[WHAT YOU NEED TO DO] Write out all the data again, exactly as it stands.

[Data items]
##########

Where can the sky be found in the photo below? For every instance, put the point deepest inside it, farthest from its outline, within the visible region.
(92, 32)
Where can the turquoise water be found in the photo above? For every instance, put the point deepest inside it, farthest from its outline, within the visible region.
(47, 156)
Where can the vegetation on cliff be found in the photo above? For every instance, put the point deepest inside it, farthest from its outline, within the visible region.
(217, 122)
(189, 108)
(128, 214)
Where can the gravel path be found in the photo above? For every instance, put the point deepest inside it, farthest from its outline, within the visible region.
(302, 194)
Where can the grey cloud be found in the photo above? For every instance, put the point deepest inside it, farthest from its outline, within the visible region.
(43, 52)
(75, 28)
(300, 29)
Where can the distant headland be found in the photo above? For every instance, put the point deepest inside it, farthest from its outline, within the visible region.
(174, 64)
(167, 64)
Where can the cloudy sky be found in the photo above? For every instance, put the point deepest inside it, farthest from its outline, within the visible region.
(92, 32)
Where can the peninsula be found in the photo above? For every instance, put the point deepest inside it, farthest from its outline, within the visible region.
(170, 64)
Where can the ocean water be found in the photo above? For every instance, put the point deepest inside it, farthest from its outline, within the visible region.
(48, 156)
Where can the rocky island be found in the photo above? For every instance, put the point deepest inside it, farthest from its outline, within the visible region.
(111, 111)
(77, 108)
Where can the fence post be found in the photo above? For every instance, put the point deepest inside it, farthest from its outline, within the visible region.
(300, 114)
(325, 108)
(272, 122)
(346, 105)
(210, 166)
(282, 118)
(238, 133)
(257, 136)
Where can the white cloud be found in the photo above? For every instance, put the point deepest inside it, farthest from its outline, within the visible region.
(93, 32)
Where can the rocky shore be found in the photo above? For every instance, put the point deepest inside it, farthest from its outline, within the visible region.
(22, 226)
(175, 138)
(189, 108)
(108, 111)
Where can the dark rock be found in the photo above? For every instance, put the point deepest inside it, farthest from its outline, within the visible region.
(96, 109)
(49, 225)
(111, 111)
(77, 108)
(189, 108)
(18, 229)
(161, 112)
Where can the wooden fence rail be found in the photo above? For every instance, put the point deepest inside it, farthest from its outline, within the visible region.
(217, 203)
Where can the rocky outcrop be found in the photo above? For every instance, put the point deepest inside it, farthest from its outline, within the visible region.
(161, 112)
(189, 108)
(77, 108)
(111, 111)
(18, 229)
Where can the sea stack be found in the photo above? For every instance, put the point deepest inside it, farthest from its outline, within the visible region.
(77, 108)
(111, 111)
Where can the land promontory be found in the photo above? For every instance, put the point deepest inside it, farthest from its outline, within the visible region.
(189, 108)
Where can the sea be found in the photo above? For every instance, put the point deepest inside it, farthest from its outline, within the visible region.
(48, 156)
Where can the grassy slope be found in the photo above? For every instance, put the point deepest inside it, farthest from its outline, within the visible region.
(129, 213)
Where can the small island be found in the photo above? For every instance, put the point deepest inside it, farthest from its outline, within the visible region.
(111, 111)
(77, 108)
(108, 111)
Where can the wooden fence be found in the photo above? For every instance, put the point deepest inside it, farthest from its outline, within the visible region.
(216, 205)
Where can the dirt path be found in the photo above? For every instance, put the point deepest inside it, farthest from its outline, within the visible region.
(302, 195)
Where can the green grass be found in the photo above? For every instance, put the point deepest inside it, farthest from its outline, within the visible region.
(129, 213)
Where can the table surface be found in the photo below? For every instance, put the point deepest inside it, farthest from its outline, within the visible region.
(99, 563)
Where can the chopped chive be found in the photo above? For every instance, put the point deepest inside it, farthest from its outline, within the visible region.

##########

[WRITTEN ANSWER]
Where can the sky be found in the photo below? For every instance, put the point deepest inside it, farthest from its outline, within the visible region.
(92, 32)
Where can the turquoise water be found in the photo above? For every instance, put the point deepest inside it, farthest from its outline, within the visible region.
(47, 156)
Where can the vegetation on cliff be found in the photo above? For every instance, put the point deepest inside it, farthest from its outline, within the visible region.
(217, 122)
(189, 108)
(128, 214)
Where can the gravel path be found in the photo above? For every instance, put the point deepest inside it, farthest from its outline, within the visible region.
(302, 194)
Where can the grey cloud be found in the photo above? For every instance, put the point deepest inside it, farthest from its outline, within the visible region.
(43, 52)
(75, 28)
(300, 29)
Where can the distant headland be found in the photo above? For every instance, put the point deepest inside it, farthest from its outline, within the visible region.
(174, 64)
(167, 64)
Where can the cloudy sky be found in the photo above? For every instance, put the point deepest inside it, farthest from its outline, within the visible region.
(92, 32)
Where can the peninsula be found in the photo above? For every instance, put the point deepest inside it, farthest from its outline, within the visible region.
(170, 64)
Where can the ocean water be found in the photo above? For every instance, put the point deepest inside it, farthest from its outline, within the visible region.
(48, 156)
Where can the rocky island be found in the photo above? For every instance, put the point deepest inside it, farthest from its outline, within the visible region.
(111, 111)
(77, 108)
Where can the fence post be found in the photo above? For every instance, put the point deepest inside it, farthest from its outline, within the visible region.
(300, 114)
(325, 108)
(272, 122)
(346, 105)
(210, 166)
(282, 118)
(238, 133)
(257, 136)
Where can the white cloud be found in the photo above? For every instance, put the point deepest inside it, farthest from its outline, within the visible region.
(93, 32)
Where can the rocky shore be found in the photo above? For every instance, put the point deepest inside it, farthest from its outline, within the visible region.
(22, 226)
(175, 138)
(189, 108)
(108, 111)
Where can the dark rock be found in the photo above? For every instance, put the point deepest inside it, farthest from its outline, within the visible region.
(96, 109)
(49, 225)
(111, 111)
(77, 108)
(189, 108)
(18, 229)
(161, 112)
Where can the wooden fence rail be found in the photo above? For every instance, put the point deepest inside it, farthest from its outline, within the visible region.
(217, 203)
Where can the rocky outcrop be found in the photo above? For every instance, put the point deepest inside it, farthest from its outline, within the visible region.
(161, 112)
(189, 108)
(77, 108)
(111, 111)
(18, 229)
Where can the sea stack be found in the photo above? For every instance, put the point deepest inside it, farthest from its outline, within the visible region.
(77, 108)
(111, 111)
Where can the land promontory be found in the photo above? For every instance, put the point deepest inside it, farthest from its outline, within the visible region.
(189, 108)
Where can the sea be found in the photo above? For every instance, put the point deepest inside it, farthest from its outline, within the visible region.
(48, 156)
Where can the grassy slope be found in the photo above? For every instance, put the point deepest inside it, farthest from its outline, within the visible region.
(129, 213)
Where can the small island be found in the photo above? For every instance, put the point deepest inside it, farthest from its outline, within the visible region.
(111, 111)
(77, 108)
(108, 111)
Where can the wooden fence be found in the photo above? For every instance, put the point deepest inside it, farthest from its outline, within the visible region.
(216, 205)
Where can the dirt path be found in the photo above? For every instance, put the point deepest inside it, farthest from its outline, within the visible region.
(302, 195)
Where can the green grass be found in the photo above? For every instance, put the point deepest inside it, farthest from its outline, within the visible region.
(129, 213)
Where can the table surface be found in the photo below? For every instance, put the point deepest inside it, farthest from its outline, within the visible region.
(99, 563)
Where can the chopped chive be found in the photo above? For every instance, put the point deepest inside it, farthest from its outline, within the visible region.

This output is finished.